=== Begin Enclosure ===

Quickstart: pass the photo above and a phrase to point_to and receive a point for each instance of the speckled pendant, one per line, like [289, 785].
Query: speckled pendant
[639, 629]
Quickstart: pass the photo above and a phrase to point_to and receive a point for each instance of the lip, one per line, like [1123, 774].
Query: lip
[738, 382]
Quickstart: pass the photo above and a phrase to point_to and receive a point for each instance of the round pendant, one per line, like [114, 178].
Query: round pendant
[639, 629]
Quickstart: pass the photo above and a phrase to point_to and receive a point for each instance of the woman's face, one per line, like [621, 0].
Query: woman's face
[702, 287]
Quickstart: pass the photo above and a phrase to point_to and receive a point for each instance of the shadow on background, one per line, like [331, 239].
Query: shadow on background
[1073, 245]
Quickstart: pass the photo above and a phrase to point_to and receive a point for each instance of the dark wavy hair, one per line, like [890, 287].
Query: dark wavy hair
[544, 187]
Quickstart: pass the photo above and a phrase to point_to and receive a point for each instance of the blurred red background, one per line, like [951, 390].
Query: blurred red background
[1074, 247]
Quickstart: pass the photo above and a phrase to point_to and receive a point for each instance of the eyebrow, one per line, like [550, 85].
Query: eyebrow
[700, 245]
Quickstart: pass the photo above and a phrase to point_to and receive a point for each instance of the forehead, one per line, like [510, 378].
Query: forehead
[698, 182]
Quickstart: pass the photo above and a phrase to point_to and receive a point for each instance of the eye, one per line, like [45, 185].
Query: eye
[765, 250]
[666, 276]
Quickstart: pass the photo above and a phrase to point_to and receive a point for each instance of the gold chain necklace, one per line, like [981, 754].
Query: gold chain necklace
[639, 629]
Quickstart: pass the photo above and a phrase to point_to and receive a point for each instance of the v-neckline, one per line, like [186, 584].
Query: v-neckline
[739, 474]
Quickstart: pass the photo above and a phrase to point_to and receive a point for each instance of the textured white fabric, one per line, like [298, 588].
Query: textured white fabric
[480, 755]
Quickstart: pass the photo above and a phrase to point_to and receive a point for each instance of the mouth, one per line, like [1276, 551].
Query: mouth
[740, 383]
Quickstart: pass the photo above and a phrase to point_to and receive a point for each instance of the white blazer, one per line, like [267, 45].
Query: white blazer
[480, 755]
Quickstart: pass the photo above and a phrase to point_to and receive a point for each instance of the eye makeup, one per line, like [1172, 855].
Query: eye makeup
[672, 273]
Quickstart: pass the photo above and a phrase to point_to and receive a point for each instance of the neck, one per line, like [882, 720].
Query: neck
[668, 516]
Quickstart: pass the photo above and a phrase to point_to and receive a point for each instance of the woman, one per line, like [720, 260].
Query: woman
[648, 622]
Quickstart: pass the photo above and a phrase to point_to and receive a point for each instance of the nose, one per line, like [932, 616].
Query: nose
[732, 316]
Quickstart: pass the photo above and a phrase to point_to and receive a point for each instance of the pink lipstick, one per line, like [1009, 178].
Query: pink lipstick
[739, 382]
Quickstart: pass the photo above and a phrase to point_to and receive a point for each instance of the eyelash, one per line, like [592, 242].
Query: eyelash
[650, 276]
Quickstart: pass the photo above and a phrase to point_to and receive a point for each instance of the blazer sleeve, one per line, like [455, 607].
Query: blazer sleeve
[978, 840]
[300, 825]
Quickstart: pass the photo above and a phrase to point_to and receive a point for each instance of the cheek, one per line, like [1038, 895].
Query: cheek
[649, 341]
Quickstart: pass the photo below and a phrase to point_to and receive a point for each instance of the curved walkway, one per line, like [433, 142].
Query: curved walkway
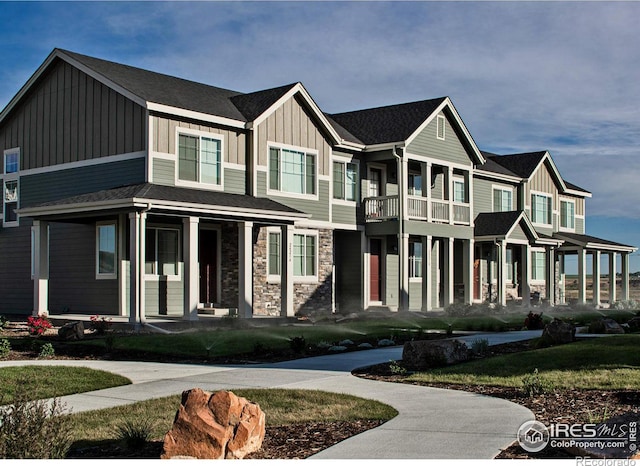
[432, 423]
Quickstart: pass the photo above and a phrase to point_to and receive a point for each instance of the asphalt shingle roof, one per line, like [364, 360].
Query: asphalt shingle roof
[392, 123]
[175, 194]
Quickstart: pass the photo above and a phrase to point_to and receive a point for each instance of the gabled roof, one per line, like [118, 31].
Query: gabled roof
[159, 197]
[390, 124]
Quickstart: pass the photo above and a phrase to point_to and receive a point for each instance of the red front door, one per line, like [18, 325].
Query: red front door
[375, 270]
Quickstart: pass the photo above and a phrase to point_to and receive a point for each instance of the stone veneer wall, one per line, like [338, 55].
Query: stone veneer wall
[308, 297]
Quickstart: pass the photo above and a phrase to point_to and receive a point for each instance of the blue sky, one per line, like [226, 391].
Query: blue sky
[525, 76]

=== End Enclosure ===

The problem: In the copy, include every line of the entries above exactly and none of the pictures.

Solution for this problem:
Quickstart: pass the photo above and a phrase to point_to and receive a point for each instance of the speckled pendant, one per line, like [289, 785].
Query: speckled pendant
[639, 629]
Quickstart: pass the photo above and a phrase to point_to and receive a point for each instance of the lip, one per line, like [1123, 774].
Query: lip
[738, 382]
Quickstart: pass the photo above and a phrase to point_to and receive a point for each instance of the round pendant, one per line, like [114, 178].
Query: round pendant
[639, 629]
Quickstart: pass the photo above and a phrase to point_to and receive a point for each instance of the woman's face, one per line, like [621, 0].
Query: woman's face
[702, 287]
Quickstart: pass the photo above and a phrase to point_to and receive a point for each instance of the shadow on background, one per line, like [331, 239].
Query: shadow on background
[1073, 245]
Quickstart: pass the photo above and a phrase to point_to and receive a point for each instance of the dark wavy hair, one per line, like [890, 287].
Query: dark wavy hair
[544, 187]
Quickstart: pass the photo above and a phrase to point_to and receive a point for each instance of the blurred red background, one per line, like [951, 390].
Query: blurred red background
[1074, 247]
Quickstart: pass the photo above and a phrase to point_to and receive a point for each instance of the eyebrow, one per line, like [550, 85].
Query: eyebrow
[700, 245]
Quickstart: pass the photo above and a phrase to point_to and receive a point for each instance of the forehead, one per line, like [510, 378].
Query: forehead
[698, 182]
Quickstart: pass the photo above and a phrase to point_to and receive a point for each instance of the eye, one per line, like [45, 185].
Query: eye
[765, 250]
[666, 276]
Quickstart: pass the photo above and a phrase to point_to and receive a point for each instance of the gold chain necklace, one per line, like [981, 754].
Query: gold chain necklace
[639, 629]
Quickstart: pass the photo above and a phrase to point_to and receive a point for each instance of the v-neckline, one per line, like [186, 584].
Query: v-neckline
[739, 474]
Quickstart: pass the photo above and a phrase to point_to and receive a point for each instance of the textured white fabric, one per line, like [298, 588].
Query: textured white fabric
[480, 755]
Quickstart: pass the photo above and a phrase to point_to and receive a point for each instance of the mouth, one per line, like [1276, 551].
Query: mouth
[740, 383]
Quickstart: pass the photo above and a phrase to point_to and receive a point for each instance of the white blazer, one per line, like [267, 45].
Query: white blazer
[480, 755]
Quickstart: pass the photo above and a phrase to point_to and receive a point for each instance of the eye makeup, one per line, like [1172, 855].
Query: eye makeup
[672, 273]
Quickstart: pass the photo above and a phrase to point_to and receive a point for each instance of the neck, one per line, like [882, 720].
Query: neck
[668, 516]
Quickstart: pass the photo above and a phrase to point_to and receive a point for each instance of the woman, one per line, like [720, 260].
Query: woman
[648, 622]
Quickstart: pass the photo above and a phrase to point_to and receive a point for each instance of the nose, one per line, like [932, 616].
Query: nose
[732, 316]
Quickstart: pass the photo above and a phrase to point_to and receive a point for each instance of the pink lipstick, one per line, like [1009, 178].
Query: pink lipstick
[739, 382]
Quickstart: pass the photo above and a phrase to point_to and receive a point for each instance of the eyelash, one per line, like [592, 242].
Query: eyelash
[650, 276]
Quickstart: pass the photo above and a phrase to point_to and receive a point for each instance of the blazer sleeve, one per line, like [455, 607].
Query: blazer sleeve
[978, 840]
[300, 825]
Quickstart: pass the photo above and a phrase to point_to and receive a point for each instance of the cheek, one per line, like [1038, 895].
Query: cheek
[649, 341]
Quickstart: pass the photo below and a phrase to point_to and receive a point for each instance of the curved walkway, one per line, like [433, 142].
Query: curved walkway
[432, 423]
Quickstart: pass the photo above and a phrase to point_to and receive a point for each instance of the asphalt shingle roof, one per line, like [364, 360].
Query: asphalt shingle roof
[392, 123]
[175, 194]
Quickstart: pass the photo above and a phrase to point_to and receive a point for each instance of the gabled roof, one per line, like [118, 31].
Query: gabled roof
[159, 197]
[390, 124]
Quickstart: pass the photo above and a phrase to point_to and receive a point for each instance of the red front door, one per line, like [18, 325].
Query: red front door
[375, 270]
Quickstart: pass the photo above and a phrase to point_to and receive a point for each instance of the stone veneer wall, one per line, like [338, 55].
Query: stone veneer wall
[308, 297]
Quickstart: pass the photo above and a phrase to point_to and receive a point for each instance of the blue sky, one per line, like [226, 391].
Query: blue sky
[525, 76]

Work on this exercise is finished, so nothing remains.